Recuerdo que en el año 2006 gran parte de bandas y solistas imprescindibles de la historia de rock eran aún para mí sólo nombres que me bailaban en la cabeza esperando el momento de ponerse a escucharlos. Por entonces apenas acababa de tomar conciencia de que los Beatles eran mucho más que un puñado de canciones maravillosas o de descubrir, gracias a Pink Floyd, que el género podía alcanzar una profundidad decididamente trascendental. Con casi todo nuevo por delante, dedicaba un buen tiempo a indagar en múltiples revistas y websites, a la caza de álbumes y artistas que sumar a ingentes listas de descargas (recordemos que aún no existían servicios como spotify o deezer) con vistas a su posterior escucha (que nadie ponga el grito en el cielo. Aquellas obras que más me interesaron me hicieron pasar por caja).
En esas andábamos cuando irrumpieron en escena los Arctic Monkeys, cuarteto de Sheffield cuyos miembros eran descaradamente jóvenes (19 años). Llegaban con un debut bajo el brazo, Whatever People Say I Am, That’s What I’m Not, al que el pleno de la crítica internacional tildó de fenómeno, de revolución, de vendaval, de clásico instantáneo; y que se aupó sin problemas al nº1 de ventas. Como no podía perderme tal acontecimiento, adquirí el susodicho rápidamente, esperando hallar la panacea del rock moderno. Para mi sorpresa, no di con un contenido de esencias clásicas, y por tanto, atemporales (como hacían, por poner un ejemplo, The Decemberists) ni tampoco lo que entendía como gran himno de rock actual (la excelencia melódica y relativa complejidad de los mejores temas de los Muse o los Killers de entonces, incluso de los Green Day de American Idiot), sino una acumulación de cortes demasiado urgentes, donde la única regla parecía ser aporrear guitarras y batería a todo trapo sobre tres acordes y no bajar ese ritmo bajo ningún concepto. No compartí el entusiasmo general hacia el álbum, que llegó a ganar incluso el Mercury Prize, por delante del mismísimo Coles Corner, de Richard Hawley. Sólo escuchas muy posteriores consiguieron que me convenciera de su potencial como artefacto desatado.

Registros de ubicación de puntos >>
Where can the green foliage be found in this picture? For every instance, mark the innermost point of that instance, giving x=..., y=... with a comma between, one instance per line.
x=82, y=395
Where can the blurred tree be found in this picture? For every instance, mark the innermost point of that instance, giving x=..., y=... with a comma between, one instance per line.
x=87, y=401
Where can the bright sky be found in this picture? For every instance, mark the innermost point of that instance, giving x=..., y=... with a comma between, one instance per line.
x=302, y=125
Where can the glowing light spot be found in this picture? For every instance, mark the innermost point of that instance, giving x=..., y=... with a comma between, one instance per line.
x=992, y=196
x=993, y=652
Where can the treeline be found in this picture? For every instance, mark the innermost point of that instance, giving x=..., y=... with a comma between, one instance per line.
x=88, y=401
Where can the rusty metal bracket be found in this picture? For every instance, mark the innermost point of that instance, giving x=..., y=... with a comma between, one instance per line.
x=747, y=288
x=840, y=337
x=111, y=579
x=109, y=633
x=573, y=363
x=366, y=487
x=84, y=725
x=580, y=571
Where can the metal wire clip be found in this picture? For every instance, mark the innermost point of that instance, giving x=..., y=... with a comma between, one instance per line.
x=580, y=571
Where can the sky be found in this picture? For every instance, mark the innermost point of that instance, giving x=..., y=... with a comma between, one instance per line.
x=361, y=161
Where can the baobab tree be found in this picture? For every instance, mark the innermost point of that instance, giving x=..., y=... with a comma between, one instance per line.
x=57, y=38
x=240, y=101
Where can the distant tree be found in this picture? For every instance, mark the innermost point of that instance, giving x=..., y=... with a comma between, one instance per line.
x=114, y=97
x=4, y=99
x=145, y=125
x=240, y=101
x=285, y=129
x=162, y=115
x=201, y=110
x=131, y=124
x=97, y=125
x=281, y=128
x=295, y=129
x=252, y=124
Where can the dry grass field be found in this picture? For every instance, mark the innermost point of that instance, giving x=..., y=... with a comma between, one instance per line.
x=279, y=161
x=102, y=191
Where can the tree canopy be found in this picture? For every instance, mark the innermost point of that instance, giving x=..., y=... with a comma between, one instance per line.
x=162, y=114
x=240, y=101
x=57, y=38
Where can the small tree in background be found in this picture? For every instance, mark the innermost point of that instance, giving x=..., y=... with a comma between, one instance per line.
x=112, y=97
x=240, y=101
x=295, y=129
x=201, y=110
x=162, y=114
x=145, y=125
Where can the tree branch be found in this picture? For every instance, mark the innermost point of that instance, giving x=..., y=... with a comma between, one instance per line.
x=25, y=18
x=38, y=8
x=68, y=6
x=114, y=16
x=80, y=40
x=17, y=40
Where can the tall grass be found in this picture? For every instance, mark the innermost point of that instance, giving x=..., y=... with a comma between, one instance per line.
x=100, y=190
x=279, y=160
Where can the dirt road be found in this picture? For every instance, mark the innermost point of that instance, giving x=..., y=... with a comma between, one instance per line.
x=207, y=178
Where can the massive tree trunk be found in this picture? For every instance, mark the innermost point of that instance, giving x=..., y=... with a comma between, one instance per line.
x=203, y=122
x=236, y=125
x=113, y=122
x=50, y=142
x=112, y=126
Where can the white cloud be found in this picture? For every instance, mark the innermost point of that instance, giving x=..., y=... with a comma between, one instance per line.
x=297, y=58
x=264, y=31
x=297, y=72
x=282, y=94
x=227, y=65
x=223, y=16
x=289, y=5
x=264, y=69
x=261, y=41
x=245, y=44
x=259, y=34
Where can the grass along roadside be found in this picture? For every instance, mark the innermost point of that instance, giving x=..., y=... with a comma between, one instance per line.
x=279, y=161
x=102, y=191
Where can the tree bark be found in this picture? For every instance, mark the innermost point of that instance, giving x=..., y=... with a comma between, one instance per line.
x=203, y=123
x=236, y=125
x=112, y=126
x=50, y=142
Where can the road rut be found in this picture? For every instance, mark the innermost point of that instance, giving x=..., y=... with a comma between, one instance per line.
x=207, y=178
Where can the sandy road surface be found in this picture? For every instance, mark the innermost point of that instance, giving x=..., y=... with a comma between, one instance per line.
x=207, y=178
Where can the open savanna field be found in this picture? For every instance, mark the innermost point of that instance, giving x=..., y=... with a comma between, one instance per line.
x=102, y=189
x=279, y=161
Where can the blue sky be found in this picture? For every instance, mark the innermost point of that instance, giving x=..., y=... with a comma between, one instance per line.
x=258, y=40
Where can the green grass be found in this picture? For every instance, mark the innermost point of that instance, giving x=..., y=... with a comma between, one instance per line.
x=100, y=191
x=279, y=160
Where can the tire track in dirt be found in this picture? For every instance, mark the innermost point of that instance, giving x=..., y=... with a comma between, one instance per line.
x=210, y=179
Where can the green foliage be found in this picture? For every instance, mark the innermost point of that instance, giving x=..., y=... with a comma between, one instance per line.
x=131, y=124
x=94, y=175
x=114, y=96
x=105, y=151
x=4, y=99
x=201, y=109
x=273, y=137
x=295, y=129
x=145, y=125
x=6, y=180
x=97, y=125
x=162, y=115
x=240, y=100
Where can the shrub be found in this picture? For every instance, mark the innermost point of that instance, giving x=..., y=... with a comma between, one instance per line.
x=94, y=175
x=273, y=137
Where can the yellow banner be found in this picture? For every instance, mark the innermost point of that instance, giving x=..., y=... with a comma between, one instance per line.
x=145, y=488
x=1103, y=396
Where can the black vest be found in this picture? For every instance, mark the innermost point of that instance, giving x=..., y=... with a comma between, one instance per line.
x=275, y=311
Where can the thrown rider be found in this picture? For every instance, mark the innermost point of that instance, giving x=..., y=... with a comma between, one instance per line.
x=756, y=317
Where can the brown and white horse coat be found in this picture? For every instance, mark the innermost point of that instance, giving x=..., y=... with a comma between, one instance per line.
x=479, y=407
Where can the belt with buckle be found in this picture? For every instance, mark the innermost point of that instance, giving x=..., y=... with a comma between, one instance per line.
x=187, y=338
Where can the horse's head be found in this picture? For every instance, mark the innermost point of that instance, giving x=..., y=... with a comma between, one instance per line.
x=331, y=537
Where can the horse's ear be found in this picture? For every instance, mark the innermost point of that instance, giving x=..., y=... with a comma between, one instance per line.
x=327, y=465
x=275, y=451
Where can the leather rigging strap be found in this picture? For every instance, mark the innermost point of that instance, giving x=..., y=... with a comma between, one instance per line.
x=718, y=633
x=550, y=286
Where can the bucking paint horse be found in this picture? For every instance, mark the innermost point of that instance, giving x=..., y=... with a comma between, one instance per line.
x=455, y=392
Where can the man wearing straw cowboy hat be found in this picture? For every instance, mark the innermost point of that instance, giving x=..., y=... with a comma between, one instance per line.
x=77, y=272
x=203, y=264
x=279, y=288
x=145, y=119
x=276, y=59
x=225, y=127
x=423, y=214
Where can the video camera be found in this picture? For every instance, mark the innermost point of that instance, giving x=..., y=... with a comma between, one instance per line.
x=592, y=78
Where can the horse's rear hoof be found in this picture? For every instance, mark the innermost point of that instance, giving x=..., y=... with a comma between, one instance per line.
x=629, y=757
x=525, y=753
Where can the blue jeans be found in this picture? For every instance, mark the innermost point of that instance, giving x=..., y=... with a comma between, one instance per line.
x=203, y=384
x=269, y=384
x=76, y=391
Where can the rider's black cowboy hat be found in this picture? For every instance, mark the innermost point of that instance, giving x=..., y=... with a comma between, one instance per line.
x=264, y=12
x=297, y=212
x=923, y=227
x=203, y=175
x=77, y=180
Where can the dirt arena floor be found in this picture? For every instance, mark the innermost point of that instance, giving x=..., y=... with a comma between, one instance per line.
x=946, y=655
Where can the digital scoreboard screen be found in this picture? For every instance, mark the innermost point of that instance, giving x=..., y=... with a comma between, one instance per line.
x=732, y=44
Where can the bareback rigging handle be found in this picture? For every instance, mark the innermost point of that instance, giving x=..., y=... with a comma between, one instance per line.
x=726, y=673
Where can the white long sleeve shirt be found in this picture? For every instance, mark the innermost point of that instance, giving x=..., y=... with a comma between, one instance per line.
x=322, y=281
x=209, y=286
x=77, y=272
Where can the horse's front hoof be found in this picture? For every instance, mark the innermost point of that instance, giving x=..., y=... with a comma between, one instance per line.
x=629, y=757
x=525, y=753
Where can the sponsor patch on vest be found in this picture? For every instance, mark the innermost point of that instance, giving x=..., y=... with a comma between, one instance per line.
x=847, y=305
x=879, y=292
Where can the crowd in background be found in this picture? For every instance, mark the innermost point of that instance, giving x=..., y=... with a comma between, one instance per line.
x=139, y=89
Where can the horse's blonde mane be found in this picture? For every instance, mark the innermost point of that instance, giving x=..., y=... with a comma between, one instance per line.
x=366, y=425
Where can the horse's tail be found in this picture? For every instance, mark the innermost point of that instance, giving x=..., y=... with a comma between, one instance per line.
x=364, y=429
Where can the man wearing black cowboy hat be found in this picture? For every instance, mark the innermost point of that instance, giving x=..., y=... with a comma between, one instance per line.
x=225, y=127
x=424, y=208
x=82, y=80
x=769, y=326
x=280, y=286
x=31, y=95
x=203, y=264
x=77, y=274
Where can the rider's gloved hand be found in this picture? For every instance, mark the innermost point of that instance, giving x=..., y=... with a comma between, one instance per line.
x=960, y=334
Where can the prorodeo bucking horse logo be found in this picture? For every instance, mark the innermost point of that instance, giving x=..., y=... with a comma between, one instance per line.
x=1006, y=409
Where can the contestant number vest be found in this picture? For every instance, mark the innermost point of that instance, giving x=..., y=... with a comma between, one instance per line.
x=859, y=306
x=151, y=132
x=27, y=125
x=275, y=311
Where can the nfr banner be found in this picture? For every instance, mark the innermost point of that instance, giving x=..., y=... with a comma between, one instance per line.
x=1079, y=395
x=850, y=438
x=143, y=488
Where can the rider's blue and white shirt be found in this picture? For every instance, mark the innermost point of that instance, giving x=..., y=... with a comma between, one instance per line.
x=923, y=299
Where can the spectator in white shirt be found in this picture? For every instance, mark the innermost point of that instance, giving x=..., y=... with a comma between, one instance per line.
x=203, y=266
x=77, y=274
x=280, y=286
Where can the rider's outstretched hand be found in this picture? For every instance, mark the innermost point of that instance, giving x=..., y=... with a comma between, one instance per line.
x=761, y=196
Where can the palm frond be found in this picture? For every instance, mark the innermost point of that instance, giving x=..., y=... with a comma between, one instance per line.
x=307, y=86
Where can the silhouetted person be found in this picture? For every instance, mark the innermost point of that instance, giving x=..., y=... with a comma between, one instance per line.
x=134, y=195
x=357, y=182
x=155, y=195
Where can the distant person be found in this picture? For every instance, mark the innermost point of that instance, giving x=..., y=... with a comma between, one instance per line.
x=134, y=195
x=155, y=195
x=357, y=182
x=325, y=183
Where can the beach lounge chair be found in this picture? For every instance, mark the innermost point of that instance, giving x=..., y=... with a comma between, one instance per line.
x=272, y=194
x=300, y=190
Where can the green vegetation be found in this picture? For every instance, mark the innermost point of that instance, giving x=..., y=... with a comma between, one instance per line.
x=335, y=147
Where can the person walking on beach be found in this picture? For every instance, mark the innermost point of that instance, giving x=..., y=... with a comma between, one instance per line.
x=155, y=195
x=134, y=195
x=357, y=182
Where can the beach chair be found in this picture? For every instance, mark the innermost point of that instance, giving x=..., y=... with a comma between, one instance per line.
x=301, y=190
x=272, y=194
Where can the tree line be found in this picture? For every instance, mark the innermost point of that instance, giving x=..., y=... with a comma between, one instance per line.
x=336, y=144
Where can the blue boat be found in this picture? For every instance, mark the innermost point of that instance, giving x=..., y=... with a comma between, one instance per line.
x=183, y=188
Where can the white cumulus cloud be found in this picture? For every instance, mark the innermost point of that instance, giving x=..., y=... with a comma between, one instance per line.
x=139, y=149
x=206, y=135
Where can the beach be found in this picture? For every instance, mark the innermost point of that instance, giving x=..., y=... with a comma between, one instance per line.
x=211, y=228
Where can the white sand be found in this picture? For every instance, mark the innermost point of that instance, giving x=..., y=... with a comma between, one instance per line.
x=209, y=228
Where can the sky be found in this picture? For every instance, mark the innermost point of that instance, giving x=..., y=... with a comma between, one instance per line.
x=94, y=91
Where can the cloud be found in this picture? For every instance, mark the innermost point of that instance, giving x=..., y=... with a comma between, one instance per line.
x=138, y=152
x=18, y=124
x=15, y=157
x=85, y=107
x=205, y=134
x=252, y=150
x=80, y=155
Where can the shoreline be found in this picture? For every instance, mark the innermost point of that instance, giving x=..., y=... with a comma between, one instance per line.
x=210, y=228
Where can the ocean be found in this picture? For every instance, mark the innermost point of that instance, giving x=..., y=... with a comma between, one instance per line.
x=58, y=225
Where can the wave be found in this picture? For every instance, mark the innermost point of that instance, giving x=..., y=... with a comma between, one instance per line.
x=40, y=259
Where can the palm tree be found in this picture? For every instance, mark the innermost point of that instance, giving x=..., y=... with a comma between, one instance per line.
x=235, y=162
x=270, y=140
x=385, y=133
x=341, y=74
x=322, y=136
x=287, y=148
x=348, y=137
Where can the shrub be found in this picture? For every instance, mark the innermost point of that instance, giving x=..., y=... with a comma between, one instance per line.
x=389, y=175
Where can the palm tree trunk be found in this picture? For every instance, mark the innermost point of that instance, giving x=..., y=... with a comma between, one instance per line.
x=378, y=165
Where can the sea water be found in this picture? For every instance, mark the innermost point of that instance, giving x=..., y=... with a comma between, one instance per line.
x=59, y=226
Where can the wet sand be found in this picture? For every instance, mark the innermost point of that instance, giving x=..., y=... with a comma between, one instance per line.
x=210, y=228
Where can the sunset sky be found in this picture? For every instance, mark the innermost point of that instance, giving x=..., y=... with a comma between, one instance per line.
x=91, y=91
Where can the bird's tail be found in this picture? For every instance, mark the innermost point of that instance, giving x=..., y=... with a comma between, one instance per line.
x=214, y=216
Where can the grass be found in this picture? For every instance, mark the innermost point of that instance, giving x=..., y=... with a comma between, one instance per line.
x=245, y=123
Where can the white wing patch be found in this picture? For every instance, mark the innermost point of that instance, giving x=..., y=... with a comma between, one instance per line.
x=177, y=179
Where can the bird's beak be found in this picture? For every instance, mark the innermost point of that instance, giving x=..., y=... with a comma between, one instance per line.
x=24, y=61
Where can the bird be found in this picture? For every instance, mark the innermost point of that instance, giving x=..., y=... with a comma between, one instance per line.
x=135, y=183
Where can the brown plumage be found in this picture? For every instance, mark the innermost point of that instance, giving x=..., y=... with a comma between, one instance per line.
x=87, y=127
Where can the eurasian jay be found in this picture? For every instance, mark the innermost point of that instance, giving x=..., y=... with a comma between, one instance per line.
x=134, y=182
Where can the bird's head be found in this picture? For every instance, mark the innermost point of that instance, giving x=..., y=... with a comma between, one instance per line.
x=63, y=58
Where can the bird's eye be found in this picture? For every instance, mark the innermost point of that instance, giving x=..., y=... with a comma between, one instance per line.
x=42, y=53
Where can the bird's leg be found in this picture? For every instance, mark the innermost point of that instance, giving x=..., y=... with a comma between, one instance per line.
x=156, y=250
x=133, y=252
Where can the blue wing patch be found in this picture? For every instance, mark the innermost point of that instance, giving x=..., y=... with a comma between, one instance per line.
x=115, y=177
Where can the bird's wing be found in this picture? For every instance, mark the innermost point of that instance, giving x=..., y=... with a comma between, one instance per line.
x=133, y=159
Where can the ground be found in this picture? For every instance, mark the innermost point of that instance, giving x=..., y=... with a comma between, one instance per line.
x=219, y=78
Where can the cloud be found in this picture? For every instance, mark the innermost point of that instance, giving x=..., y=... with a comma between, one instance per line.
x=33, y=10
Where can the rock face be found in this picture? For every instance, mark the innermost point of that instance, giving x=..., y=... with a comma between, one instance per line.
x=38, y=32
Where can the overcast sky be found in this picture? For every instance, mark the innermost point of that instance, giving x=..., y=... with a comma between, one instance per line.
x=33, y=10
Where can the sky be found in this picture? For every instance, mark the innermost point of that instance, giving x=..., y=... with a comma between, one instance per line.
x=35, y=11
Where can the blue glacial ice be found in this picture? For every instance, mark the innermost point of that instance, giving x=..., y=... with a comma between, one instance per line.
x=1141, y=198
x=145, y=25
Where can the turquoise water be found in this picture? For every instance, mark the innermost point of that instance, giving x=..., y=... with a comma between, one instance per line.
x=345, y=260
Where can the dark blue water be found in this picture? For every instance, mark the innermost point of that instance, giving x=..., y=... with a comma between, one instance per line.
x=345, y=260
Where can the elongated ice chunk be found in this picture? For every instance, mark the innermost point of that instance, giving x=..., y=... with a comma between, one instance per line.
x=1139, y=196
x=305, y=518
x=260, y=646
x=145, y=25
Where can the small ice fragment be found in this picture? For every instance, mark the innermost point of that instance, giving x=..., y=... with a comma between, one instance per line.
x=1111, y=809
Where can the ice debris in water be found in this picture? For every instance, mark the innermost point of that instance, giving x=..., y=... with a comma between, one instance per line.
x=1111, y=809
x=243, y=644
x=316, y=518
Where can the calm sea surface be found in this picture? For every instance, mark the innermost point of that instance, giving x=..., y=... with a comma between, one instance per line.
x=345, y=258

Tareas del ejercicio >>
a. En las entradas, comienza en la línea que contiene "Where can the digital" y termina después de la que contiene "x=366, y=425". Copia ese tramo cambiando "sponsor patch" por "logo patch" y deja todo lo demás sin tocar.
b. Por favor, sigue escribiendo el texto sobre el debut de los Arctic Monkeys a partir de su última oración.

Respuestas >>
a.
Where can the digital scoreboard screen be found in this picture? For every instance, mark the innermost point of that instance, giving x=..., y=... with a comma between, one instance per line.
x=732, y=44
Where can the bareback rigging handle be found in this picture? For every instance, mark the innermost point of that instance, giving x=..., y=... with a comma between, one instance per line.
x=726, y=673
Where can the white long sleeve shirt be found in this picture? For every instance, mark the innermost point of that instance, giving x=..., y=... with a comma between, one instance per line.
x=322, y=281
x=209, y=286
x=77, y=272
Where can the horse's front hoof be found in this picture? For every instance, mark the innermost point of that instance, giving x=..., y=... with a comma between, one instance per line.
x=629, y=757
x=525, y=753
Where can the logo patch on vest be found in this picture? For every instance, mark the innermost point of that instance, giving x=..., y=... with a comma between, one instance per line.
x=847, y=305
x=879, y=292
Where can the crowd in background be found in this picture? For every instance, mark the innermost point of that instance, giving x=..., y=... with a comma between, one instance per line.
x=139, y=89
Where can the horse's blonde mane be found in this picture? For every instance, mark the innermost point of that instance, giving x=..., y=... with a comma between, one instance per line.
x=366, y=425

b.
Tan acelerados parecían estos chicos que al año siguiente ya tenían consigo un segundo trabajo, Favourite Worst Nightmare, mismo esquema y actitud que el primero, tan sólo con algún momento más de respiro. Aunque me acerqué a él con lógicas reticencias, canciones como la potentísima Brianstorm o Fluorescent Adolescent consiguieron engancharme allí donde las anteriores no lo hicieron. No se podía negar que había algo que funcionaba.
Pero no fue hasta 2008 cuando Alex Turner, mente pensante y líder indiscutible de los monos árticos, me demostró que tenía un talento a considerar, como proclamaban entendidos y modernos de todo el mundo. Al alimón con Miles Kane (por entonces parte de The Rascals, banda surgida a rebufo del éxito de la de Turner, que apenas duró un disco) y rebautizados The Last Shadow Puppets, se sacó de la manga The Age of Understandment, inmaculada colección de temas melódicamente perfectos con orquestaciones brillantes, que destilaban la esencia de los años 60 más sofisticados a la vez que hacían valer su modernidad. Resulta que el chico era mucho más listo de lo que pensaba, que su arsenal creativo era mucho más extenso de lo que se le presuponía, y lo que es mejor, que sabía cómo manejarlo.
De ese prolífico arsenal extrajo en 2009 la tercera propuesta con su grupo habitual. Humbug pilló a todos con el pie cambiado. De repente, los antes taquicárdicos chicos de Sheffield preferían los medios tiempos, temas que desde las mismas bases guitarreras resultaban mucho más esquivos y menos directos. Aquí se evidenció por vez primera una de las grandes virtudes de las composiciones de Alex Turner: su capacidad de crecer. Muchas de ellas parecen de primeras rutinarias aportaciones rockeras, y no son sino las escuchas sucesivas las que revelan su riqueza de fondo. Esto es lo que convierte a Humbug en el disco más interesante de los Arctic Monkeys. Siendo también el más irregular, fue la prueba concluyente de su versatilidad e inquietud compositiva. En progresión natural, Turner y compañía iban madurando junto con su música.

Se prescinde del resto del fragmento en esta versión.